** Begin Data entries **
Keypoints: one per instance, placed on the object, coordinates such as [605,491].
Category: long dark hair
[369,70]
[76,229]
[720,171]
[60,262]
** End Data entries **
• What is asked: Set down the listing in full, keeping every word exactly as it is.

• The output:
Keypoints: one per instance, placed on the object, coordinates such as [605,491].
Category: long dark hair
[369,70]
[76,229]
[720,171]
[60,262]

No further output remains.